Referring expression data:
[Start of Attachment]

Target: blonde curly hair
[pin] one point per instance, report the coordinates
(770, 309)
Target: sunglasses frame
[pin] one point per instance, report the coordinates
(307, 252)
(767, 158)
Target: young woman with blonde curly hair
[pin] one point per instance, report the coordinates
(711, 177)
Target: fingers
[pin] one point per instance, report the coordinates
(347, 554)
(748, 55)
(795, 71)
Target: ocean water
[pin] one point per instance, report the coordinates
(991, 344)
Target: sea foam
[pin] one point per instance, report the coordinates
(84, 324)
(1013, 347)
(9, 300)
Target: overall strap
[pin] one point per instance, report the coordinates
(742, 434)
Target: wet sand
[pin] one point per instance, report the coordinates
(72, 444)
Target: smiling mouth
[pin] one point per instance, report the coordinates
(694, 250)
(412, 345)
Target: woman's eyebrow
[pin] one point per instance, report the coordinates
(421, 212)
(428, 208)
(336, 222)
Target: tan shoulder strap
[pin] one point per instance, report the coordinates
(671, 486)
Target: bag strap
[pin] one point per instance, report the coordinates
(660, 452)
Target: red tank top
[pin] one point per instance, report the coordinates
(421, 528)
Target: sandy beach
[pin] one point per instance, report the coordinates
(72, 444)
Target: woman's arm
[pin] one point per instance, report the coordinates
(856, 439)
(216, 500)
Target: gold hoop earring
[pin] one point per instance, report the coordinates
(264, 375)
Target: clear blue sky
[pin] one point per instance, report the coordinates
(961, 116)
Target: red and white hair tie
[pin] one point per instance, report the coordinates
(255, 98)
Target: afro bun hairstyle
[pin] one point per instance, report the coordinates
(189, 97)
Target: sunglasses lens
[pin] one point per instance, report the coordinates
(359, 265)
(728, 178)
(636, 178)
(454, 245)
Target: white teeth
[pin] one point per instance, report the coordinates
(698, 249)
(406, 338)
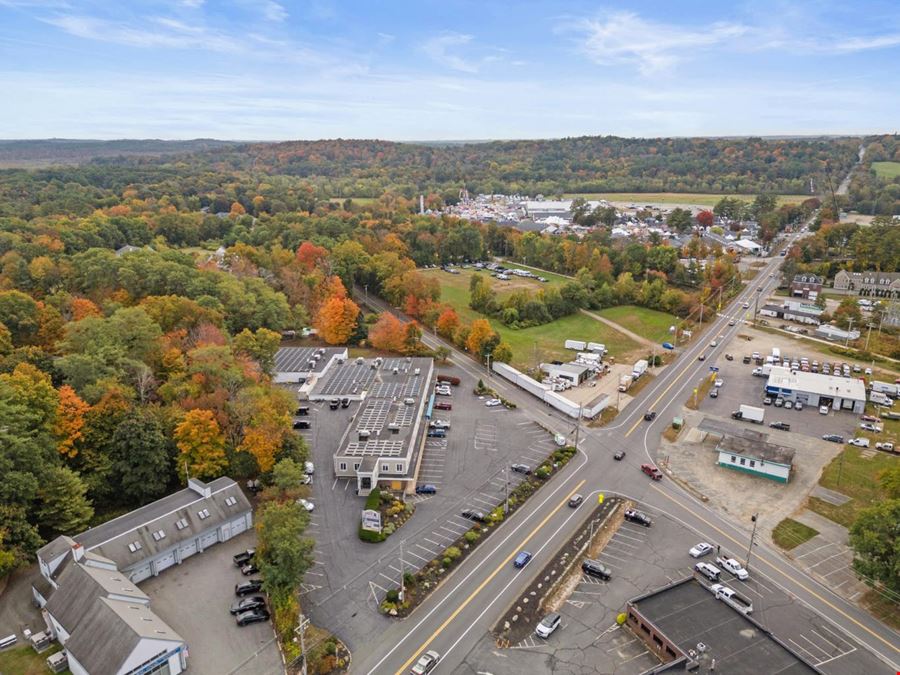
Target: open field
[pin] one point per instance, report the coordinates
(888, 170)
(539, 343)
(650, 323)
(694, 198)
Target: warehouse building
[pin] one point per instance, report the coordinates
(758, 458)
(161, 534)
(815, 389)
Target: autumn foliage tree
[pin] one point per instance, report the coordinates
(387, 333)
(201, 444)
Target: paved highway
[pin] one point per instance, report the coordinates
(471, 600)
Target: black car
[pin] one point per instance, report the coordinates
(244, 557)
(248, 587)
(253, 616)
(472, 514)
(638, 517)
(248, 604)
(595, 568)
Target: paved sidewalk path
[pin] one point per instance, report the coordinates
(612, 324)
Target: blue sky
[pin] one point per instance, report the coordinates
(420, 70)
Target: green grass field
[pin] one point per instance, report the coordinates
(539, 343)
(650, 323)
(888, 170)
(696, 198)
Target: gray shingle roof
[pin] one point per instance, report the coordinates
(112, 539)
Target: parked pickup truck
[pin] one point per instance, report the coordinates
(731, 597)
(733, 566)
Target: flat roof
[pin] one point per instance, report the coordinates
(817, 383)
(297, 359)
(687, 614)
(767, 452)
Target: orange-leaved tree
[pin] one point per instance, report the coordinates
(387, 333)
(69, 421)
(201, 444)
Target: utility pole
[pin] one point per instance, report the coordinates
(754, 518)
(302, 623)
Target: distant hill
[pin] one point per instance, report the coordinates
(58, 151)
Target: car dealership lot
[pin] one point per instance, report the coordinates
(643, 559)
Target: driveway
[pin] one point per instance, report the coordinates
(194, 598)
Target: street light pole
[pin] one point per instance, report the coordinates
(754, 518)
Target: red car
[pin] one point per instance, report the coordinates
(651, 471)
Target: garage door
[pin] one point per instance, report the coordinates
(208, 539)
(187, 549)
(140, 573)
(165, 562)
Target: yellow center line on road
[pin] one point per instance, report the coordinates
(782, 573)
(488, 580)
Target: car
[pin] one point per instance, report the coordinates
(547, 625)
(244, 557)
(733, 566)
(652, 471)
(522, 559)
(472, 514)
(247, 587)
(253, 616)
(426, 663)
(700, 550)
(595, 568)
(711, 572)
(639, 517)
(247, 604)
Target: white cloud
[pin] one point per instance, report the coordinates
(443, 50)
(624, 37)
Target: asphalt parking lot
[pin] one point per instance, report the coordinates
(194, 599)
(644, 559)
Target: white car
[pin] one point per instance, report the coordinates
(733, 566)
(700, 550)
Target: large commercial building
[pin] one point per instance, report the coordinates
(689, 630)
(388, 400)
(838, 393)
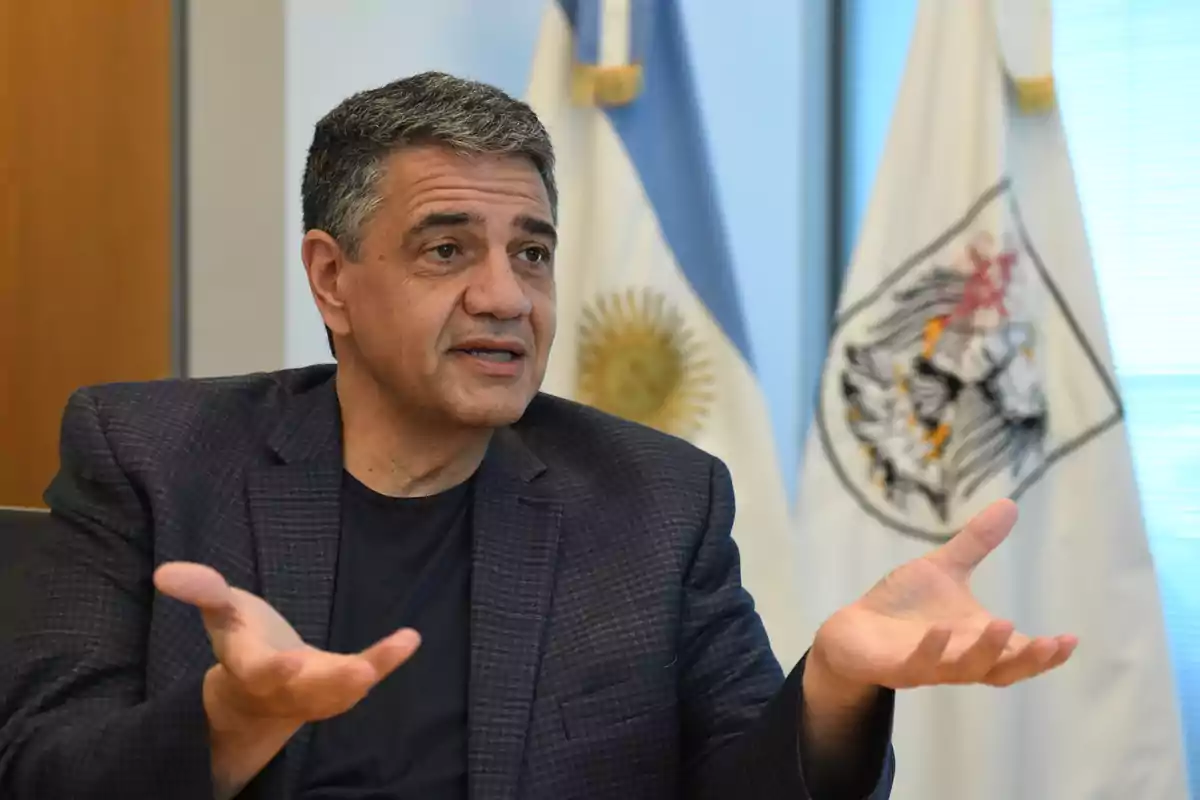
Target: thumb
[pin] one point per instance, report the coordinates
(196, 584)
(978, 537)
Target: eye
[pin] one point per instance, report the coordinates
(535, 254)
(445, 252)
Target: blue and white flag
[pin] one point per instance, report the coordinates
(651, 324)
(970, 362)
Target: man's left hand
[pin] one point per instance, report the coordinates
(922, 626)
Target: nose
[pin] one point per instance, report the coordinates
(496, 290)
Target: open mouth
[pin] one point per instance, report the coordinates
(487, 354)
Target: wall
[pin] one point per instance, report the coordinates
(234, 185)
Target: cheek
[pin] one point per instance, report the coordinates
(401, 314)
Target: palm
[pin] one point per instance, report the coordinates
(921, 625)
(270, 671)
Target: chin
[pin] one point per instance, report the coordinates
(490, 411)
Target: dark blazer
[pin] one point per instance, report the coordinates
(615, 653)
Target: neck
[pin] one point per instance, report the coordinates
(394, 452)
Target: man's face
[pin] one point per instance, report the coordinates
(450, 300)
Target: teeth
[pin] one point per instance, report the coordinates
(492, 355)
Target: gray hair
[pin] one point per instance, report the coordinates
(351, 143)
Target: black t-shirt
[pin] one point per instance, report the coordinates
(401, 563)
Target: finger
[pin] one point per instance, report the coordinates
(329, 684)
(924, 663)
(268, 674)
(196, 584)
(964, 552)
(388, 654)
(984, 653)
(1031, 660)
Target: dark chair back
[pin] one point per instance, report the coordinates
(21, 531)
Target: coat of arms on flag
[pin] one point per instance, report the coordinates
(934, 402)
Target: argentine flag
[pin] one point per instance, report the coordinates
(970, 361)
(651, 325)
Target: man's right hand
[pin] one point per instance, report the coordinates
(268, 681)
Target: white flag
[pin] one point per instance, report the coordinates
(970, 361)
(651, 324)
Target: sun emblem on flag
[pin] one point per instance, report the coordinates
(639, 360)
(937, 397)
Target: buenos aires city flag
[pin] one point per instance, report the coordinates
(649, 322)
(970, 361)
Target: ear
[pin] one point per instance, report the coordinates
(324, 260)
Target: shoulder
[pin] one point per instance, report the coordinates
(618, 458)
(186, 415)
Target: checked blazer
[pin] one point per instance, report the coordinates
(613, 650)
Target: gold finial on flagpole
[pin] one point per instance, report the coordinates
(1035, 95)
(609, 85)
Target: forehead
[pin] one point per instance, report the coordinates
(431, 179)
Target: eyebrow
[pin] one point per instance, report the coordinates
(527, 223)
(538, 227)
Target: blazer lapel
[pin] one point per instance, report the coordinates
(295, 510)
(515, 552)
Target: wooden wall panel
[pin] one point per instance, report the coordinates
(85, 214)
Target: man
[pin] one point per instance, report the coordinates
(417, 577)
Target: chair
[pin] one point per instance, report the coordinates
(21, 531)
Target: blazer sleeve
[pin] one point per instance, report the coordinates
(75, 721)
(741, 717)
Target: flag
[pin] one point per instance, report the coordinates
(651, 325)
(970, 361)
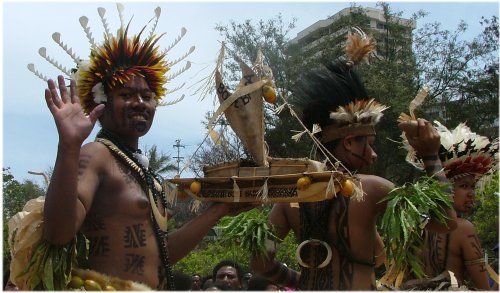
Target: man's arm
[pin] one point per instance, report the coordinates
(473, 257)
(427, 145)
(63, 212)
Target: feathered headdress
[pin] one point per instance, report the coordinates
(116, 60)
(462, 152)
(335, 99)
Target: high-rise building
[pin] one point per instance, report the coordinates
(329, 29)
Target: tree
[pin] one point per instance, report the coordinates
(485, 214)
(462, 74)
(158, 161)
(15, 196)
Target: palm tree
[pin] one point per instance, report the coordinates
(158, 161)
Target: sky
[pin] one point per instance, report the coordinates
(29, 136)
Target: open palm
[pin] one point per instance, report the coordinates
(72, 124)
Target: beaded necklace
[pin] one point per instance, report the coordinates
(149, 178)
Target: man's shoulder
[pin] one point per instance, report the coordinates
(465, 226)
(375, 180)
(94, 151)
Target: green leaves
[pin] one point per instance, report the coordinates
(408, 209)
(50, 265)
(250, 230)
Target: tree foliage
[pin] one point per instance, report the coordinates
(462, 73)
(485, 214)
(15, 196)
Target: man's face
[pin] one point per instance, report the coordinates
(130, 109)
(229, 275)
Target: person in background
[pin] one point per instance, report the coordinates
(468, 161)
(219, 286)
(244, 281)
(258, 283)
(230, 272)
(338, 237)
(195, 282)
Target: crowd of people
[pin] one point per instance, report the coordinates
(227, 275)
(106, 190)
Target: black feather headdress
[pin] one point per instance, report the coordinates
(334, 96)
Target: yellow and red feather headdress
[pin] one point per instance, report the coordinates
(116, 60)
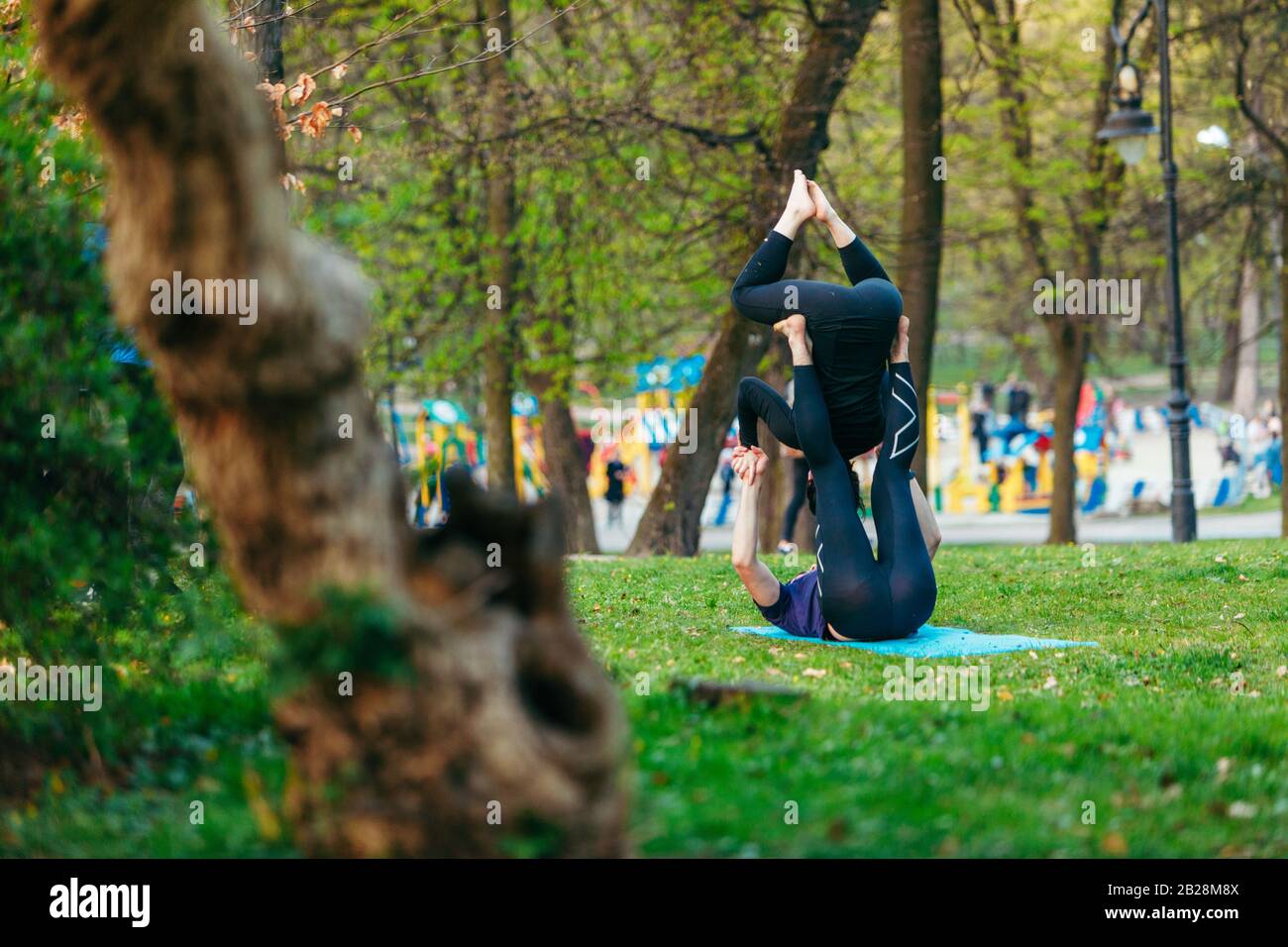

[End of Attachment]

Exercise directions. Reproduce the records above line by line, without any change, up to and including the line that holds "Target: tan shoulder strap".

Answer to the exercise.
Target: blonde curly hair
[pin] one point per instance, report the coordinates
(770, 309)
Target: sunglasses frame
[pin] one point per instance, report the coordinates
(307, 252)
(767, 158)
Target: young woman with blonde curly hair
[pin] one point per instance, report the coordinates
(711, 177)
Target: fingers
[pin] one point per instance, report the coordinates
(347, 554)
(748, 55)
(795, 71)
Target: ocean water
[pin] one point per instance, report the coordinates
(991, 344)
Target: sea foam
[pin] one point per instance, report the coordinates
(84, 324)
(1013, 347)
(9, 300)
Target: overall strap
[pin] one point per instance, report the coordinates
(742, 434)
Target: wet sand
[pin] one point per instance, report the coordinates
(72, 444)
Target: smiling mouth
[pin] one point per instance, report the coordinates
(694, 250)
(412, 345)
Target: woman's eyebrow
[pin] one point per instance, report the coordinates
(421, 212)
(428, 208)
(336, 222)
Target: tan shoulder strap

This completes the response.